◆ **YOUR ASSIGNMENT**
This exercise calls for copying every line below that holds the word "ceramic".

[EXERCISE MATERIALS — start]

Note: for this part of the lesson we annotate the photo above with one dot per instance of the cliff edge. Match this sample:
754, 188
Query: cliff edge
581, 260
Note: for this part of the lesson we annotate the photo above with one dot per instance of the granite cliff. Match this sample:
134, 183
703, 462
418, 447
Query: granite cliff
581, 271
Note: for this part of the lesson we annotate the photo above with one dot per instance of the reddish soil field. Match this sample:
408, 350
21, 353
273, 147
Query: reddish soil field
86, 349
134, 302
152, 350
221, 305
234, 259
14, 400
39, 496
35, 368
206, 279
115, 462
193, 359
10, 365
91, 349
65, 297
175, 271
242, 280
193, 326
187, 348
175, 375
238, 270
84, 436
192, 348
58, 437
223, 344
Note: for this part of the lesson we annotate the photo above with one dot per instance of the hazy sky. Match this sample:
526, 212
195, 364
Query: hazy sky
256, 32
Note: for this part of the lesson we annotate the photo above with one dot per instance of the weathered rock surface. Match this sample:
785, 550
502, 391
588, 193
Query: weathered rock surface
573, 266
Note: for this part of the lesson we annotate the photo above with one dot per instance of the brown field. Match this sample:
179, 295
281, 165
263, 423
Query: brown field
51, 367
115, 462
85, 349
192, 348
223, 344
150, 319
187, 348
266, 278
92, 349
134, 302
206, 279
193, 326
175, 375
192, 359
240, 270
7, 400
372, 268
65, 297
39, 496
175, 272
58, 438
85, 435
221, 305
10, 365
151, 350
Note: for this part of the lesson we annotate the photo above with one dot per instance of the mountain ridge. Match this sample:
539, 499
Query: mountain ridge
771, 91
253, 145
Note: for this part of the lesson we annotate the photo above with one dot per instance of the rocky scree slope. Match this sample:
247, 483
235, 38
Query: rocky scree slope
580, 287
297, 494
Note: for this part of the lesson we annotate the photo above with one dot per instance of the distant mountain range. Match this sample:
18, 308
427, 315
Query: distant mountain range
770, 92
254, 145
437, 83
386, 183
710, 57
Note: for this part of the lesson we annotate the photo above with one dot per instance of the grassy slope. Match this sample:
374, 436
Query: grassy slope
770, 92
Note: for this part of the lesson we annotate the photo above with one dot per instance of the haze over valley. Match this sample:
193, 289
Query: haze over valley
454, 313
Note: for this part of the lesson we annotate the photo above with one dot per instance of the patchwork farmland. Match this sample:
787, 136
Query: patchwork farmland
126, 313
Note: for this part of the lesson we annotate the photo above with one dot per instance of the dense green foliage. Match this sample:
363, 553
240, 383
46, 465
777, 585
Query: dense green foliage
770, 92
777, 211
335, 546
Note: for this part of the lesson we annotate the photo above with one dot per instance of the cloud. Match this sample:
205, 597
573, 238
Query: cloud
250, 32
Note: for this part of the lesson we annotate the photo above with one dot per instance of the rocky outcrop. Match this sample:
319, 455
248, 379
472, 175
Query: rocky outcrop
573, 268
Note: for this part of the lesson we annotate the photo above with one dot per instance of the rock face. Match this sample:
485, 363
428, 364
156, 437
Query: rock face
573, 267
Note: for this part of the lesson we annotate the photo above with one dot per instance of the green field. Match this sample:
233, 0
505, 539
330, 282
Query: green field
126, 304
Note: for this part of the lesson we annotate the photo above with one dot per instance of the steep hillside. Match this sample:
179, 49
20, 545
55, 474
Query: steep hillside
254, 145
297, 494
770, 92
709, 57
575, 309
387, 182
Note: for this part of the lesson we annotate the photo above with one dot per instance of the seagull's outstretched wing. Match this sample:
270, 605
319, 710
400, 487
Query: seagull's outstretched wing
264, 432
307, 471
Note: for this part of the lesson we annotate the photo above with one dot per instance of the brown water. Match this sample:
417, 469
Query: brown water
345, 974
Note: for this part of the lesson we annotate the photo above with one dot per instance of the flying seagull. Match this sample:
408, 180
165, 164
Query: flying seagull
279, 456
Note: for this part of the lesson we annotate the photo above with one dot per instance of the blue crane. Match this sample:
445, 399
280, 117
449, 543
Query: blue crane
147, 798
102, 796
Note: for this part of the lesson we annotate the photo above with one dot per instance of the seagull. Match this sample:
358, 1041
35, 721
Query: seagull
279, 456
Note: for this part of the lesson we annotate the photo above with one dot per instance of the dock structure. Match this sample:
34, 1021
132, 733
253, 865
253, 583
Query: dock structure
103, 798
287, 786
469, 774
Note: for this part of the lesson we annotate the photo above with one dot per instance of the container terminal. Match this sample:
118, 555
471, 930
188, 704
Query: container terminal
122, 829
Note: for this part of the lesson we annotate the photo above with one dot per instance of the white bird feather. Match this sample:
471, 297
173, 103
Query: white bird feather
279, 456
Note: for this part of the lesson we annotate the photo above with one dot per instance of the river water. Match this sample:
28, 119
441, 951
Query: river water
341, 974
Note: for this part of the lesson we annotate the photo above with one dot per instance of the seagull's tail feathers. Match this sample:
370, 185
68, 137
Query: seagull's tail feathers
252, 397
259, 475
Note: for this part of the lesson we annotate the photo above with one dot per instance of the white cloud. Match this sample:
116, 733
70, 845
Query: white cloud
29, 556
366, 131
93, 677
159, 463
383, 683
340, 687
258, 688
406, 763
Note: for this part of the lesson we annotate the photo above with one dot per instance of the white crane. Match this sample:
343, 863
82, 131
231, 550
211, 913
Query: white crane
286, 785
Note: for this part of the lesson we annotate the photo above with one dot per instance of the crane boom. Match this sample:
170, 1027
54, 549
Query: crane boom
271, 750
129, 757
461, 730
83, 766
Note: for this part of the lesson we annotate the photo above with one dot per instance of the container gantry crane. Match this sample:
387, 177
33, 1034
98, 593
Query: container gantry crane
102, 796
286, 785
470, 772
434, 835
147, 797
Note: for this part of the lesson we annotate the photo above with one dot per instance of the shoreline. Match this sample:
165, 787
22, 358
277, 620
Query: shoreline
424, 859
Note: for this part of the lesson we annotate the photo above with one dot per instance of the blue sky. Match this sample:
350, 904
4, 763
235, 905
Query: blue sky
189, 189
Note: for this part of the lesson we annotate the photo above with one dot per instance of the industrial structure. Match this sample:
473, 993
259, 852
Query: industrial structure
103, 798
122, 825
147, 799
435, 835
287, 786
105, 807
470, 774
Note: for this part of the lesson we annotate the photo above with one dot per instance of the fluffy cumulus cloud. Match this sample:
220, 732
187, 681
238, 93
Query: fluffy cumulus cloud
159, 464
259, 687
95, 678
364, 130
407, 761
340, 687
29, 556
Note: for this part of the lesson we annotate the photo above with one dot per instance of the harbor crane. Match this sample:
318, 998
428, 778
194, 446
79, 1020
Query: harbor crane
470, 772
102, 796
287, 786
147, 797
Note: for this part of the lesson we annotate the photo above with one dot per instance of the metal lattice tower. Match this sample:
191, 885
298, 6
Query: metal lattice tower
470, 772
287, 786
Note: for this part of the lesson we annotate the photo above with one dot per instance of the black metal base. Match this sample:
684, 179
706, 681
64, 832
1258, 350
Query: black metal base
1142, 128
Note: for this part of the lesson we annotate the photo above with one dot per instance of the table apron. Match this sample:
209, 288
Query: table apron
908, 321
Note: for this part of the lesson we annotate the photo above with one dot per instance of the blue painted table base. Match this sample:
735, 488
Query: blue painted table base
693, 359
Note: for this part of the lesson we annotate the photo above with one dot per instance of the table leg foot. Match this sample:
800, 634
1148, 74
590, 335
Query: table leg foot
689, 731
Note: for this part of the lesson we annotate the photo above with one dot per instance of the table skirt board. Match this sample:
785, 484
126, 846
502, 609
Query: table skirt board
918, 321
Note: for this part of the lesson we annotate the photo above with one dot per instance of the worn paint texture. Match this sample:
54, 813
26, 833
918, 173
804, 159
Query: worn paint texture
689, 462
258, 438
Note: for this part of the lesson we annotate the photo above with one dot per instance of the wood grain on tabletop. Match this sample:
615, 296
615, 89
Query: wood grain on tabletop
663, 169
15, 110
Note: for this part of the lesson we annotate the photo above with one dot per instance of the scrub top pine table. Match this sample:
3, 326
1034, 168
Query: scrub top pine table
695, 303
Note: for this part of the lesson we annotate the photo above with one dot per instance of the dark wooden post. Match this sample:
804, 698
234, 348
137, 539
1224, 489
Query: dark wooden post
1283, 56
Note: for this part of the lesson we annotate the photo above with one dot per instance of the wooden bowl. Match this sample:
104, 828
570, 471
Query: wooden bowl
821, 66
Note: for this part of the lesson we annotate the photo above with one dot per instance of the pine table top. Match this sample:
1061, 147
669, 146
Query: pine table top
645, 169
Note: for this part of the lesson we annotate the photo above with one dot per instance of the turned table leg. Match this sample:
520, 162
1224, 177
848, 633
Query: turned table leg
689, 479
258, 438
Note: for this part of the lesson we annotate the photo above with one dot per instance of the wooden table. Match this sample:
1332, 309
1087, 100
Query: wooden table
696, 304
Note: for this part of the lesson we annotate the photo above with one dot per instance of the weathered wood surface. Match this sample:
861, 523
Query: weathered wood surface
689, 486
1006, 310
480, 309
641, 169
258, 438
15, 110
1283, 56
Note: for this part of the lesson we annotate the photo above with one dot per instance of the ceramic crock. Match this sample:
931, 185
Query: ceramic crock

[EXERCISE MATERIALS — finish]

◆ **RESULT BELOW**
Note: for this part of the lesson we annotate the photo above with one dot per instance of the ceramic crock. Match this sample:
Query: ceramic crock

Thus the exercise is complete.